• [Task brief]: Rewrite the data below with "marker" changed to "dot" wherever it appears, and leave everything else the same.

• [Records to process]:
= = = = =

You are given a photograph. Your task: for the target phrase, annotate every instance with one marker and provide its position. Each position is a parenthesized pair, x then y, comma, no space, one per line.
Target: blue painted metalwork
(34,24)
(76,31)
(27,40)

= = = = =

• [Exercise result]:
You are given a photograph. Your task: for the target phrase, annotate every instance with one dot and provide its position. Each position is a parenthesized pair, x then y, comma, no space, one per line.
Target: blue painted metalwork
(34,24)
(76,31)
(27,40)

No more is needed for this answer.